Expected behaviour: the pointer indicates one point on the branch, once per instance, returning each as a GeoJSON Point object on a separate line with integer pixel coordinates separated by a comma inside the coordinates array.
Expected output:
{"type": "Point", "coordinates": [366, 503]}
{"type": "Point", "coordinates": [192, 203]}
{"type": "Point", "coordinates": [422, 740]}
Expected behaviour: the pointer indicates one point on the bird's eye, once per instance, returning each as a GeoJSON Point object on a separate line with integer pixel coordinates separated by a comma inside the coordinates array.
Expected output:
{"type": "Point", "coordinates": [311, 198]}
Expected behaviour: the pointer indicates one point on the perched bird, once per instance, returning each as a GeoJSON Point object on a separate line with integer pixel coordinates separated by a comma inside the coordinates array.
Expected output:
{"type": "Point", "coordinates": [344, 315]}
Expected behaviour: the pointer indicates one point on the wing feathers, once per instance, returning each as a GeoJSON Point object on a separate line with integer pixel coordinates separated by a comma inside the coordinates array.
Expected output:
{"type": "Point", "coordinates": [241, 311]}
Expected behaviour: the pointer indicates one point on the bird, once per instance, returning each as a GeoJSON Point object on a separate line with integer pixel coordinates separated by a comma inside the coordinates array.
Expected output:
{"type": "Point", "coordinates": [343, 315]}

------

- _Challenge_
Copy all of the material above line for line, without changing a single character.

- _Answer_
Expected behaviour: the pointer indicates one point on the branch, once per instance, returning each as a GeoJSON Point object on a separate line with integer pixel coordinates separated by a comma inside the coordinates array.
Expected output:
{"type": "Point", "coordinates": [366, 503]}
{"type": "Point", "coordinates": [192, 203]}
{"type": "Point", "coordinates": [422, 740]}
Expected behaviour: the pointer indicates one point on the bird's eye, once per instance, returning each as a GeoJSON Point object on a separate line with integer pixel coordinates separated by a comma inside the coordinates array.
Expected output:
{"type": "Point", "coordinates": [311, 198]}
Expected behaviour: the pointer indicates one point on the perched bird, once per instance, returning each as a GeoJSON Point object on a separate line with integer pixel coordinates separated by a comma inside the coordinates array.
Expected output:
{"type": "Point", "coordinates": [344, 315]}
Expected behaviour: the pointer indicates one point on the wing feathers, once per instance, returning each as a GeoJSON Point object on a separate line with integer pixel coordinates separated by a comma inside the coordinates array.
Expected output:
{"type": "Point", "coordinates": [241, 311]}
Expected behaviour: the pointer indicates one point on the bird, once per instance, returning each as a GeoJSON Point object on a separate line with integer pixel coordinates separated by a comma inside the coordinates array.
Expected output:
{"type": "Point", "coordinates": [343, 315]}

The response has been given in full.